▸ Texto fornecido:
────────────────

Johan está em conflito por conta de sua homossexualidade. No ano de 1985, ele se alista no exército e logo se inscreve no coral Canários. Lá, conhece outros gays que passam pelos mesmos problemas.

Crítica

Era uma vez um rapaz, numa pequena cidade no interior da África do Sul, que era apaixonado por... Boy George. E essa não é a única característica que torna o jovem Johan Niemand diferente dos outros garotos da sua idade. Ele não vê problema, por exemplo, em usar vestidos e outros adereços, ainda mais se tudo for parte de uma coreografia dos sonhos imaginada por ele e as amigas mais próximas. Mas sabe, também, que aqueles momentos de fantasia não são muito mais do que apenas isso: instantes de felicidade que logo se desfazem, com o bater na porta, o cruzar da esquina ou o confronto com os tantos olhares acusatórios e julgadores que estão por todos os lados. A vida dele, portanto, não será fácil. Por mais que consiga ser um Canário, sabe que somente quando decidir de fato abrir suas asas com todas as suas forças é que conseguirá voar para o mais longe possível.

O longa escrito e dirigido pelo cineasta Christiaan Olwagen parte de um fato pouco conhecido no exterior para construir a trajetória do seu protagonista. Na África do Sul dos anos 1980, quando um adolescente era convocado para o serviço militar obrigatório, ele acabava tendo dois destinos, de acordo com suas aptidões: ou iria para a frente de batalha – afinal, se estava em pleno regime de Apartheid, e os conflitos pelo país eram constantes – ou se via destinado a se unir aos Canários, o coral que tinha como missão viajar de cidade em cidade realizando apresentações que visavam oferecer paz e conforto aos pais e famílias com filhos envoltos pela guerra. Não precisa fazer muito esforço para imaginar onde Johan acabará encontrando um lugar. Afinal, além de não ter nenhuma predileção para os embates físicos, sua voz é um diferencial que não pode ser ignorado.

────────────────

▸ Objetivo do exercício:
Dê continuidade à crítica acima, sobre Johan e o coral Canários, começando logo após a última frase apresentada.

▸ Dados fornecidos:
────────────────

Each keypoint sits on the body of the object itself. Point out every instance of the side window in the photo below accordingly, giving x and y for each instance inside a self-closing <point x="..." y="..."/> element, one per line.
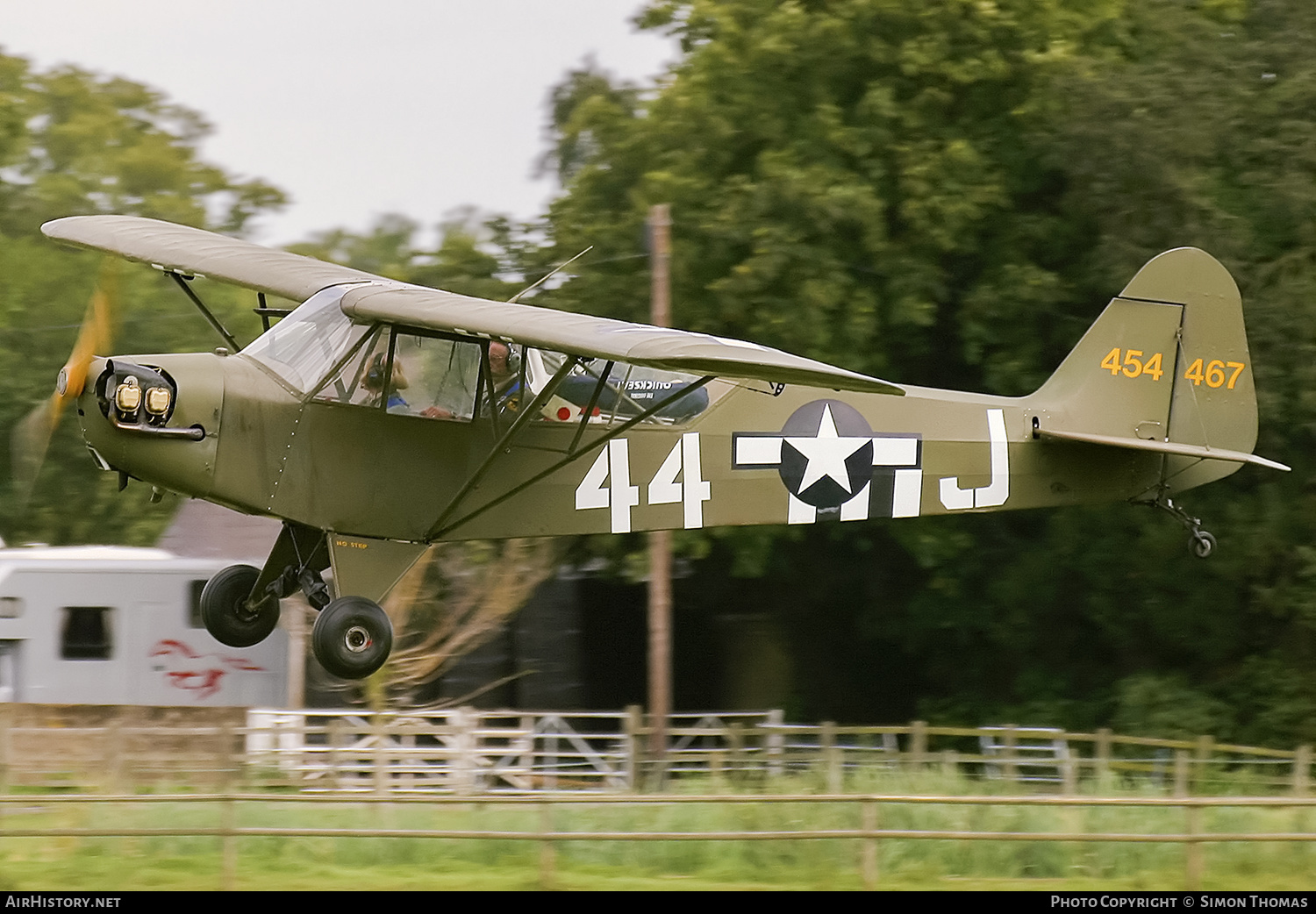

────────────────

▸ Resposta do exercício:
Assim como sempre procurou conter seus instintos mais naturais quando em casa – da mesma forma que o bullying sofrido na escola e entre os vizinhos nunca lhe passou desapercebido – Johan também tentará ao máximo se encaixar dentro do padrão esperado pelos militares e religiosos. Sim, pois há essa questão premente em cena: quem comanda os Canários são o capelão e o pároco do exército, e a mistura entre forças armadas e igreja se dará de modo determinante nas diretrizes assumidas por esses rapazes. Também por isso, um escape se fará tão necessário. A descontração inicial, quando um passeio pela rua pode se transformar numa jornada pela própria infância, a uma ida a uma boate no final de semana, quando um inesperado mundo de possibilidades passa a se descortinar em frente aos seus olhos, cada vez se torna mais certo que permanecer estático não é algo que possa continuar sendo considerado.

Sim, pois até então, tudo o que Johan queria era ser invisível. Ele agora, porém, é uma das principais vozes de uma iniciativa levada aos quatro cantos do país. São figuras ainda em formação, não mais crianças, mas também distantes de serem considerados adultos. Quando confrontados com discursos contrários daqueles com os quais estão acostumados, se veem perdidos, sem saber como reagir. São vistos como militares, mas por estes mesmos percebidos com escárnio e desprezo. Nesse contexto, o trabalho do ator Schalk Bezuidenhout, como Johan, é exemplar: ele revela tanto a dor do conflito interno que sofre, como também os prazeres que cada pequena descoberta lhe proporciona. O primeiro amor, seu verdadeiro “eu” sexual, a liberdade que desfruta ao assumir suas vontades e desejos, mas também as angústias e os embates ao ter que lidar com figuras de autoridade, seja no quartel ou em família. É uma composição delicada, a qual ele alcança com excelência.

Mais do que isso, no entanto, o maior mérito por trás do sucesso de Canário está justamente naquele responsável por tudo que é visto na tela: a habilidade do diretor Olwagen em conduzir uma história que pouco tem de novo a oferecer, mas muito possui a acrescentar a um debate sempre necessário. Do domínio de câmera que ele e o diretor de fotografia Chris Vermaak (que participou das equipes de filmes tão distintos como Joias Brutas, 2019, e The Last Days of American Crime, 2020) exercem na composição de diversos – e longos – planos-sequências, ao exercício que cada um destes esforços permitem de aproximação com o drama vivido por estes personagens, há muito a ser percebido e, acima de tudo, apreendido. Além de simples e banais mensagens de autoajuda, o que esse filme tem a oferecer são exemplos de superação e aprendizado, sem didatismo ou exageros, mas na medida certa para serem sentidos, antes de qualquer outra coisa.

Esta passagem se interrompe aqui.